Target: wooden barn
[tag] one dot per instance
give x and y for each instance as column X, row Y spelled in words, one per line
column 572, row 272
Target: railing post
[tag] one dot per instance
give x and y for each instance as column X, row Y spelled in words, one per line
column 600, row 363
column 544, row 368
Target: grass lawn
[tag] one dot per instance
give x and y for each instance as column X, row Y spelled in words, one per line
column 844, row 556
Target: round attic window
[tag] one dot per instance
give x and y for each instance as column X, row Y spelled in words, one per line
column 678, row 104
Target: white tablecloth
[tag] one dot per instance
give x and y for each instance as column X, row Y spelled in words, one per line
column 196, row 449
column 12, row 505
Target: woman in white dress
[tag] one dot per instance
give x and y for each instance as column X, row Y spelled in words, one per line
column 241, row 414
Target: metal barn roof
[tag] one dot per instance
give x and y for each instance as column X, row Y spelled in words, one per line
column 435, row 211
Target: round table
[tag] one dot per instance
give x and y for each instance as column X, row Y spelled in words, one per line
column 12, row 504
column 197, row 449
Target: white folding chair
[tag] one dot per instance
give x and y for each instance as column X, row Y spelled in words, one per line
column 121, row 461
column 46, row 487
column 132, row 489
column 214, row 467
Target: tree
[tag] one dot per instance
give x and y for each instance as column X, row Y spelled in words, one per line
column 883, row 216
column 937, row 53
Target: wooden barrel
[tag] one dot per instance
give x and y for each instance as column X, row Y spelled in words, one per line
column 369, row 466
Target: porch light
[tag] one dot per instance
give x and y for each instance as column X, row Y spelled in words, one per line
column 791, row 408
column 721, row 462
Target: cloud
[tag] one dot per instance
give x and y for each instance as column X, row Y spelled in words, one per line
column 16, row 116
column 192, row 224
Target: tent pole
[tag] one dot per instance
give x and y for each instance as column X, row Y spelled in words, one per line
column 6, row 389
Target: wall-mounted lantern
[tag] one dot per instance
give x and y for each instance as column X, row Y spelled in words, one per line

(TASK OBJECTIVE):
Reproduce the material above, swapping every "wooden" for "timber" and keeping everything else the same.

(TASK OUTPUT):
Target: timber barn
[tag] one dot per instance
give x and y for each instance as column X, row Y spelled in words, one per line
column 572, row 272
Target: railing post
[tag] one dot per instance
give x and y for each instance as column X, row Y spelled in words, one per line
column 600, row 363
column 544, row 368
Target: grass lawn
[tag] one dot per instance
give x and y for each instance as column X, row Y spelled in words, one per line
column 844, row 556
Target: round attic window
[tag] one dot per instance
give x and y for each instance as column X, row Y spelled in words, one per line
column 678, row 104
Target: white tablecloth
[tag] one dot per instance
give x and y for each instance as column X, row Y spelled in words, one per line
column 196, row 449
column 12, row 505
Target: woman in white dress
[tag] one dot per instance
give x and y for each instance as column X, row Y spelled in words, one per line
column 241, row 414
Target: metal barn roof
[tag] one dot per instance
give x and y for each instance as column X, row Y spelled in words, one per line
column 435, row 211
Target: round table
[tag] one dot per instance
give x and y for each instance as column X, row Y spelled in words, one per line
column 12, row 504
column 197, row 449
Target: white folding chair
[tag] one dot per instance
give x and y for each instance as column X, row Y spelled in words, one per line
column 121, row 461
column 46, row 487
column 132, row 489
column 214, row 467
Target: tree
[tag] one dot per instance
give x and y for each instance as column X, row Y spelled in words, one per line
column 883, row 216
column 937, row 53
Target: timber barrel
[tag] one dot per instance
give x and y for each instance as column X, row Y spelled in words, one per line
column 369, row 466
Target: porch light
[tag] one dot per instance
give x and y for each instance as column X, row Y spelled in words, one per line
column 791, row 408
column 721, row 462
Target: cloud
[tag] one dot per instance
give x and y for each instance as column X, row Y spelled in words, one per line
column 16, row 116
column 192, row 224
Target: tent pole
[tag] one dot per instance
give x and y for each instance as column X, row Y spelled in words, one per line
column 6, row 389
Target: wall-mounted lantern
[tag] one dot per instance
give x and y for each instance as column X, row Y spelled in words, one per line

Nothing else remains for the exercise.